◆ Text shown
┄┄┄┄┄┄┄┄┄┄┄┄┄┄┄┄┄┄┄┄

# IVP -variation of parameters

• Nov 3rd 2009, 01:19 PM
matlabnoob
IVP -variation of parameters
ok so here is my *big* problem im stuck on..=[

dx/dt + x/t - 1 = t^2 ; x(1) = 1

using variation of paramter i did all this:

dx/dt + x/t = t^2 + 1

dx/dt+ x/t = 0 [solve homogeneous equation first]

integrating by parts i get. ..

-lnx = -lnt + c

x = e^(lnt+c) = At

then i find x(t), x'(t)...

x(t) = At, x'(t) = A

now what i did is put these into the ode which was dx/dt + x/t - 1 = t^2

and i get..

A + At/t = t^2 + 1

2A = t^2 + 1

A = (t^2 + 1)/2

and put A into x(t)...

i get..

x = ((t^2+1)/2)*t

and x(1) = 1.... now im stuck!

please could anyone guide me through or tell me what i did wrong? =[ am having a nightmare with these
• Nov 3rd 2009, 02:04 PM
Jester
Quote:

Originally Posted by matlabnoob
ok so here is my *big* problem im stuck on..=[

dx/dt + x/t - 1 = t^2 ; x(1) = 1

using variation of paramter i did all this:

dx/dt + x/t = t^2 + 1

dx/dt+ x/t = 0 [solve homogeneous equation first]

integrating by parts i get. ..

┄┄┄┄┄┄┄┄┄┄┄┄┄┄┄┄┄┄┄┄

◆ Dataset extract
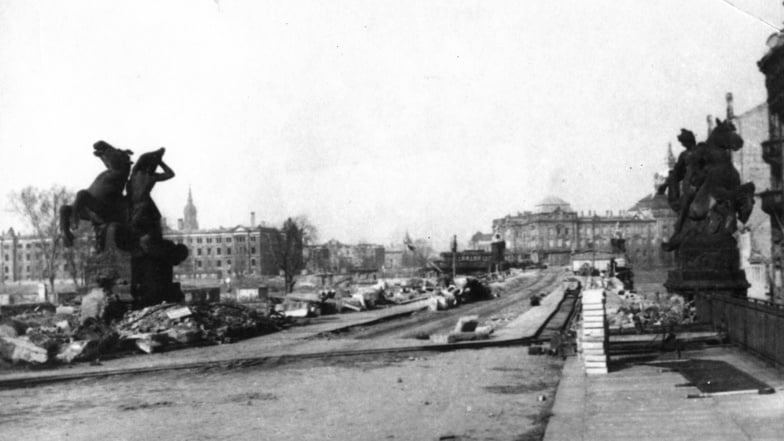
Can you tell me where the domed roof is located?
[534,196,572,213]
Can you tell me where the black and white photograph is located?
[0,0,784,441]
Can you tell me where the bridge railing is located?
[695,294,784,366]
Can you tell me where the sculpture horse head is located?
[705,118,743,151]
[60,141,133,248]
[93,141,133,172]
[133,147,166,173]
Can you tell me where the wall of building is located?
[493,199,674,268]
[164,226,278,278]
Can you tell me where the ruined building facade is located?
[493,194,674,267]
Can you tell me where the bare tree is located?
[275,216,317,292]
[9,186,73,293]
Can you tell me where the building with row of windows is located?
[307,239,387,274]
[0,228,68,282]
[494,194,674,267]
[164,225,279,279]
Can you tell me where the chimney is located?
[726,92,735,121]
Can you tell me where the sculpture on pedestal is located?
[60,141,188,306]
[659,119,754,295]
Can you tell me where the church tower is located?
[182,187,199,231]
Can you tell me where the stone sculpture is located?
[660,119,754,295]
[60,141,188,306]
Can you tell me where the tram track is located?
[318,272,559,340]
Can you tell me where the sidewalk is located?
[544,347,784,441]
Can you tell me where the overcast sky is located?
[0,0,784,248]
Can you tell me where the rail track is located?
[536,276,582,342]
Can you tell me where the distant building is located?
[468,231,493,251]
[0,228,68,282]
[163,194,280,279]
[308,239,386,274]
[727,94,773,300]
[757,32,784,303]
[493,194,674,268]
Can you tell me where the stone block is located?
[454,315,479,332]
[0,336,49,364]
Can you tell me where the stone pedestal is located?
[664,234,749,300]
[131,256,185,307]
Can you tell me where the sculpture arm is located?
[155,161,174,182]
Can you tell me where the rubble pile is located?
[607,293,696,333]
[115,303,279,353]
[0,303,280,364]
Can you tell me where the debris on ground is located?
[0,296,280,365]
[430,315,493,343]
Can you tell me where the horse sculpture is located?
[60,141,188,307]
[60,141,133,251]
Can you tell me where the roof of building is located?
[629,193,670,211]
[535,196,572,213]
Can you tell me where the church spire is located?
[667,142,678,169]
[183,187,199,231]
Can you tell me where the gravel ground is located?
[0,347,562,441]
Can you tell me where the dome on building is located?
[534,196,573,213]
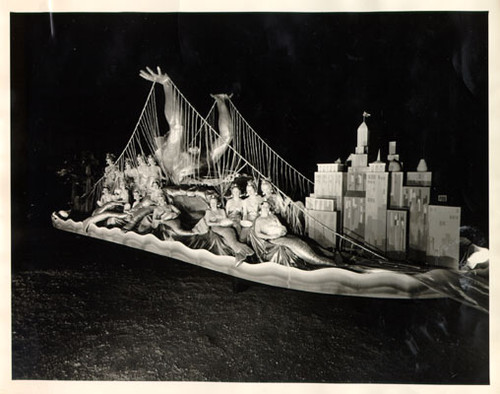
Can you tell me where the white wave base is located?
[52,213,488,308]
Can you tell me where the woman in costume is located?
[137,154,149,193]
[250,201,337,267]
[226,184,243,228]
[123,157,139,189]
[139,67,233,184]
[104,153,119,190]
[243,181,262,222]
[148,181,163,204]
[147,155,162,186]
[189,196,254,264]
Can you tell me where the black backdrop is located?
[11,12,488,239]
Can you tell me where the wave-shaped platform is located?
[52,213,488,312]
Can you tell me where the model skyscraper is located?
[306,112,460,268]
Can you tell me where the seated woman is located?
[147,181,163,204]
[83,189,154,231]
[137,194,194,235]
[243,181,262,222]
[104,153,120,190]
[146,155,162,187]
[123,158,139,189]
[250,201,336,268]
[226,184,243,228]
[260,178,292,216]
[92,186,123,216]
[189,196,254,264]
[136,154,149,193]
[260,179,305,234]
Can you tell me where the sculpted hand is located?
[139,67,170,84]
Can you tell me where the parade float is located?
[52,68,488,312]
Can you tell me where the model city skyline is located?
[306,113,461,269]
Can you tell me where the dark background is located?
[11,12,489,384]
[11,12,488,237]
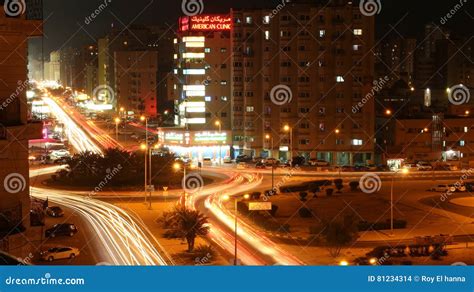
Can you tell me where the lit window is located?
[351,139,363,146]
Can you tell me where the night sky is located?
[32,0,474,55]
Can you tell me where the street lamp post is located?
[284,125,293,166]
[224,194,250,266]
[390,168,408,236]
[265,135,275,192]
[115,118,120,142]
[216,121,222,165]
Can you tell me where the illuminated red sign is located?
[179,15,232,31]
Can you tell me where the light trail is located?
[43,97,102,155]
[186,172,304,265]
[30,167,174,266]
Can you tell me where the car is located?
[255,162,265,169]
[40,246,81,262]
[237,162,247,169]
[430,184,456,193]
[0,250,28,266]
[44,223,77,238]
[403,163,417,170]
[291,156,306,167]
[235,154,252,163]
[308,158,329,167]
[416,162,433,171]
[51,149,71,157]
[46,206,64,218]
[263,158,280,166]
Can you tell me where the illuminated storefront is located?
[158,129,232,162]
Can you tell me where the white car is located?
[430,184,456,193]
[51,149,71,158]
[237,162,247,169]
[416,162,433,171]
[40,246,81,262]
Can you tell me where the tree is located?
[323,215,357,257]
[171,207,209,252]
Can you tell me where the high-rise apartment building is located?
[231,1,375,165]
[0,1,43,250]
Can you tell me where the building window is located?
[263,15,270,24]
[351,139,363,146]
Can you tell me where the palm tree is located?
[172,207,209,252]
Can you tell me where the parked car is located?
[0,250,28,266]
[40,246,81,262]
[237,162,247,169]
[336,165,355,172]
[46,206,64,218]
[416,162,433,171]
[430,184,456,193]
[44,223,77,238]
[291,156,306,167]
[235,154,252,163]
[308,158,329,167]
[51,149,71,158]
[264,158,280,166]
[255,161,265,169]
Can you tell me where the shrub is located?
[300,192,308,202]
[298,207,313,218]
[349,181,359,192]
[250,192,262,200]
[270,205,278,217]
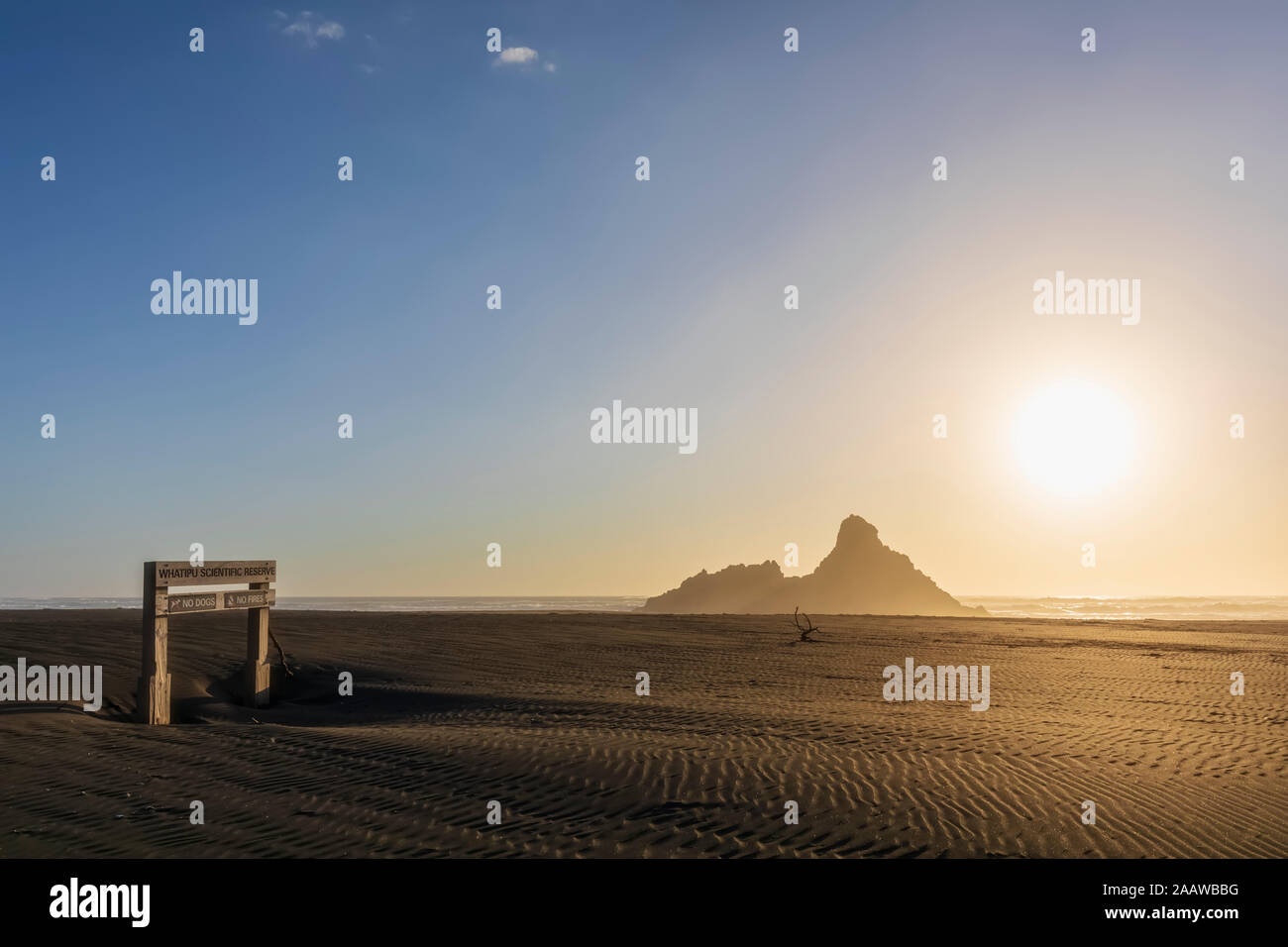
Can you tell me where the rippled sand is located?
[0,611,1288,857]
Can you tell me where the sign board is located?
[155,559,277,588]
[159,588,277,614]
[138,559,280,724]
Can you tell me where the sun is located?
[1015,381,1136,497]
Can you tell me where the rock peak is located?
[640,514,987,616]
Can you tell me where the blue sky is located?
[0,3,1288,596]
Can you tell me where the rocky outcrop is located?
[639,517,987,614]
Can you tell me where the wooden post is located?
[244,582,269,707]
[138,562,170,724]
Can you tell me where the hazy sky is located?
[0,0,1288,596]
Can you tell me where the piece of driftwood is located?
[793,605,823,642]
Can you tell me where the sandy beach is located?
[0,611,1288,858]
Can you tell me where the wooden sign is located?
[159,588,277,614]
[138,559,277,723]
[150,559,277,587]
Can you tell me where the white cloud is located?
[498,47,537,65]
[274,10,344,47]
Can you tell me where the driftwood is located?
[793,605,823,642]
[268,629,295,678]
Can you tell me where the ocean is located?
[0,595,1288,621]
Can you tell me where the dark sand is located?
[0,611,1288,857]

┄┄┄┄┄┄┄┄┄┄┄┄┄┄┄┄┄┄┄┄

From the forum thread, copy word for word the passage that begins with the words "now what i did" and ends after "A into x(t)...". The listing has nothing to do with the forum thread above.

now what i did is put these into the ode which was dx/dt + x/t - 1 = t^2

and i get..

A + At/t = t^2 + 1

2A = t^2 + 1

A = (t^2 + 1)/2

and put A into x(t)...